REQUIRED TASK:
The required result is the exact run of lines beginning at the one containing "Could you please locate the orange" and ending at the last line of the entries.

[Dataset rows]
——
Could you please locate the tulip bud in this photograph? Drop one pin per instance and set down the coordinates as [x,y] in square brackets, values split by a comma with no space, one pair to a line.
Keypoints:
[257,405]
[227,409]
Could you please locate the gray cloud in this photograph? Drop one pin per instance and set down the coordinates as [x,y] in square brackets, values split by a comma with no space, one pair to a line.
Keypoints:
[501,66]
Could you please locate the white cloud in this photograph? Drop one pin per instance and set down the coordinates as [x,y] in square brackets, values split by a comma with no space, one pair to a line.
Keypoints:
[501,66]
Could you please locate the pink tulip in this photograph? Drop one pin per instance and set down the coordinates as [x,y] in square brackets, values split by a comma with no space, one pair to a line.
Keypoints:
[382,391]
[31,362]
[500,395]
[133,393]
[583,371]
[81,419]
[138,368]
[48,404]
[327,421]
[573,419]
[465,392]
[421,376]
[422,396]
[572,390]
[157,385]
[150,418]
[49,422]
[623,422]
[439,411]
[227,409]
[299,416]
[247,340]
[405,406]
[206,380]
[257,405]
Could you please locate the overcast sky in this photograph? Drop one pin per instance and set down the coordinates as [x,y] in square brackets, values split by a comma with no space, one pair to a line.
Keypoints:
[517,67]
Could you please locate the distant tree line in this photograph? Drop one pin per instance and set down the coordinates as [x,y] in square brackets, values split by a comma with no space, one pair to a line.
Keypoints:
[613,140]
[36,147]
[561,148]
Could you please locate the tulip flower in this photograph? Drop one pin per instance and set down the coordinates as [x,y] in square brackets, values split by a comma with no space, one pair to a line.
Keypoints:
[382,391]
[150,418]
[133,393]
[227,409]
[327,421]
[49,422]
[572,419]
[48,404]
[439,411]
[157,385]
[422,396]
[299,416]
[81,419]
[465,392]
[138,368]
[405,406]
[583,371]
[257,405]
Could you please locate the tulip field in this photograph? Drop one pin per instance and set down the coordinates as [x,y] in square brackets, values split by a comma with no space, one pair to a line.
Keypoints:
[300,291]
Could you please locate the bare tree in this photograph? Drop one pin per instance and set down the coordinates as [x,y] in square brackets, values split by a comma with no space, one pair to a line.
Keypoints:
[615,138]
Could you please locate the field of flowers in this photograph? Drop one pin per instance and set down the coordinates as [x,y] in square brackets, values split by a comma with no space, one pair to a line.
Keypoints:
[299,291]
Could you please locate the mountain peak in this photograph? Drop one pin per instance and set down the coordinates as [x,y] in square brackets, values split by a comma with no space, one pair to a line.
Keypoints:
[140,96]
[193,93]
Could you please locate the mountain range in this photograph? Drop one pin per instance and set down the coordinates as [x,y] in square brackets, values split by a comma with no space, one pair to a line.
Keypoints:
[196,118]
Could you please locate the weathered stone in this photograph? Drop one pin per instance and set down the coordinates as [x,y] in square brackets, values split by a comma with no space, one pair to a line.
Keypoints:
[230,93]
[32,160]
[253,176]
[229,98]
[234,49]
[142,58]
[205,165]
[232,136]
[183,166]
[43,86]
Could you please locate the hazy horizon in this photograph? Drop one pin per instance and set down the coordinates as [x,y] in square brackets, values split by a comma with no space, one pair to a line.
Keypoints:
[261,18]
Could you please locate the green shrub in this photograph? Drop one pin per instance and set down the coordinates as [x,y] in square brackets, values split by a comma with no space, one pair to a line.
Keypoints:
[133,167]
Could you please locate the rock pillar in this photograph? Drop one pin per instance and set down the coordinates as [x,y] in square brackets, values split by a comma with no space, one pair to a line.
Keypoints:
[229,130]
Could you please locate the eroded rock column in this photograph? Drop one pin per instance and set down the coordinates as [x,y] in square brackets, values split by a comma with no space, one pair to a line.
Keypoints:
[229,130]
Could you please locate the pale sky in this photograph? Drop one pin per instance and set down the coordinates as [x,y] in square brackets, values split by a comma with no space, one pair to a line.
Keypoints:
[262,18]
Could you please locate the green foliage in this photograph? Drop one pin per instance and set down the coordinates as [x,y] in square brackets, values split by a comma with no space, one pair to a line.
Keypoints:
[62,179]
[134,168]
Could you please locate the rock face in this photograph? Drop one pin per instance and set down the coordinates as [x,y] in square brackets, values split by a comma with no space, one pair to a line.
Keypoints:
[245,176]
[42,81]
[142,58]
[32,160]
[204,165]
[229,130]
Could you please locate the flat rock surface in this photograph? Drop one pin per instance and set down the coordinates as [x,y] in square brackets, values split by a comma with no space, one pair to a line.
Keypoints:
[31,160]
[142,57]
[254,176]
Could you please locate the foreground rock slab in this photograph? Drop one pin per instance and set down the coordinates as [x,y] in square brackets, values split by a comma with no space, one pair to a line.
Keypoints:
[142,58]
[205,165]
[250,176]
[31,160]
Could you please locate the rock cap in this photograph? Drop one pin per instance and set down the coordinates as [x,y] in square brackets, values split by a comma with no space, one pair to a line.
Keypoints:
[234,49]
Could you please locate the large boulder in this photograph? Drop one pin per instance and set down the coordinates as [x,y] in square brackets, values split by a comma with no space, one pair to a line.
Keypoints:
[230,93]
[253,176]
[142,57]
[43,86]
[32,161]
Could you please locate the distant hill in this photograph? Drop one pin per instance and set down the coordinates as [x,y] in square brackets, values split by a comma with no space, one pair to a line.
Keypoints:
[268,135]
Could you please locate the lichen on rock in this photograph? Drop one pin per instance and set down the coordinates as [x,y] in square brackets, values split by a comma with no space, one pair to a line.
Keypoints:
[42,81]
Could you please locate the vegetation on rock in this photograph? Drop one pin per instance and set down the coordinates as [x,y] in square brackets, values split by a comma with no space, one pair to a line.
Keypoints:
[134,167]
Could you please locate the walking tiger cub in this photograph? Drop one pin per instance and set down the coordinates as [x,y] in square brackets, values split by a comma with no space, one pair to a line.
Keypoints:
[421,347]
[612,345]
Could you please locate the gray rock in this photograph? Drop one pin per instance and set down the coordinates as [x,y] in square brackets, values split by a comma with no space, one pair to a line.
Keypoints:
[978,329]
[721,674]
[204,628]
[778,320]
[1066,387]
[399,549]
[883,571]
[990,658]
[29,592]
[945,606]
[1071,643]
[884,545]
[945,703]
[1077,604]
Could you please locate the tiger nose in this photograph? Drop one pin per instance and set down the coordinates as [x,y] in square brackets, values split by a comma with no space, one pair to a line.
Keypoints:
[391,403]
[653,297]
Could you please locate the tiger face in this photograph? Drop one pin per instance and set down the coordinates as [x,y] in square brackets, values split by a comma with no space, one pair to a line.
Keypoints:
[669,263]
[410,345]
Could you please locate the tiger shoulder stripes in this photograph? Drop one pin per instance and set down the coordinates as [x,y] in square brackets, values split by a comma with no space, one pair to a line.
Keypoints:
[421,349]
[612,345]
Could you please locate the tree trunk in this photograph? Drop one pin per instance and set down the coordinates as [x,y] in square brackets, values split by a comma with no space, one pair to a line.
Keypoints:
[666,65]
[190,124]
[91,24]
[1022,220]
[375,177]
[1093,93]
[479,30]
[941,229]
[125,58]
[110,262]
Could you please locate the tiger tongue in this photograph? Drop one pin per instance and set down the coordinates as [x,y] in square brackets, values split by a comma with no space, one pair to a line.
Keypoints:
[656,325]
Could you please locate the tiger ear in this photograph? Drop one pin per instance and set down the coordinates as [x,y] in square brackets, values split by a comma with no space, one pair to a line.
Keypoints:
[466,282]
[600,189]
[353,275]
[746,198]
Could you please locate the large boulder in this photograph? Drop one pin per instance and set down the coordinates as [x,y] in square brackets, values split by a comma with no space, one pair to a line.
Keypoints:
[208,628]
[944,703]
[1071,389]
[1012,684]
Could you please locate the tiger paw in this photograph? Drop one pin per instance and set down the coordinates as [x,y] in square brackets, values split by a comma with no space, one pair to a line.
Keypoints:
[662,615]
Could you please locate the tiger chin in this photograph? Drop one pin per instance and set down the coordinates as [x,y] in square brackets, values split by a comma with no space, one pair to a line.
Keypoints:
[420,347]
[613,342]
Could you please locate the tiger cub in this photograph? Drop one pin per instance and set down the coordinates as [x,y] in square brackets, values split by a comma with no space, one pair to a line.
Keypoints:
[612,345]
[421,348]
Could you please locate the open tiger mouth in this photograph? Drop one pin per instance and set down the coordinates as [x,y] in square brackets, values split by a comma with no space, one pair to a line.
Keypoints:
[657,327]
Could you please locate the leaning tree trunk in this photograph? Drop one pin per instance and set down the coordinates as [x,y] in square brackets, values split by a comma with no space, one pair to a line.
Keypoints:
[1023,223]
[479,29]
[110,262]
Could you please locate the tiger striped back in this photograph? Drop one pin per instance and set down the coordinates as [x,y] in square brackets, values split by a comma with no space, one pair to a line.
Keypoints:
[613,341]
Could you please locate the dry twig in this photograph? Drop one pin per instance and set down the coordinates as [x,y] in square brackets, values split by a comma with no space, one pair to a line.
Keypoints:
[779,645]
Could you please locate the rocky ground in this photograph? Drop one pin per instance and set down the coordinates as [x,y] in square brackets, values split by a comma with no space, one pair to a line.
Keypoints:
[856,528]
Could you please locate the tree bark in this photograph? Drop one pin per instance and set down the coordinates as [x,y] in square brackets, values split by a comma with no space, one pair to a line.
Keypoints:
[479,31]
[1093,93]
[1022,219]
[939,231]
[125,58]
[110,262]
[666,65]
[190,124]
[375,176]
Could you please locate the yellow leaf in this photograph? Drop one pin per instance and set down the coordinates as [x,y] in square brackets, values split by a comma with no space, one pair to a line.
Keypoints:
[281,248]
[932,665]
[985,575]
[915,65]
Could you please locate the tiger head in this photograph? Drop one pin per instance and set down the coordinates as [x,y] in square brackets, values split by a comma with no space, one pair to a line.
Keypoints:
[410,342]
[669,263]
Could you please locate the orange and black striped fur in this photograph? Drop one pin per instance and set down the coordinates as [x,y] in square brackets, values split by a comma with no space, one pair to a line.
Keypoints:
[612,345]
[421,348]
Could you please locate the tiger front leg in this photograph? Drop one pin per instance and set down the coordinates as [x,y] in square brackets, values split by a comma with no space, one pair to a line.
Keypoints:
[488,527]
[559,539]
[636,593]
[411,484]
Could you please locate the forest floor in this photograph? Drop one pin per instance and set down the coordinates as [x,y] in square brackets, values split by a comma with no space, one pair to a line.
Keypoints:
——
FULL RESPONSE:
Could you please locate the orange and black striped fur in this photograph? Drop one pin per instance and set down the coordinates as [x,y] in square brackets, values split by a comma with no space, one pair to a line.
Keypoints:
[612,345]
[421,348]
Could you please locate the tiger front leg in this photograph? Drop one pin per instance and set down the coordinates as [x,y] in square brackets, values split by a comma with no space, one pair to a line.
Keypoints:
[488,527]
[559,539]
[636,593]
[411,484]
Could you please locate the forest floor in this photograph? Drop one pin per instance and set down the coordinates as [x,y] in square brackets, values split by a comma with no space, one pair to a line.
Keypoints:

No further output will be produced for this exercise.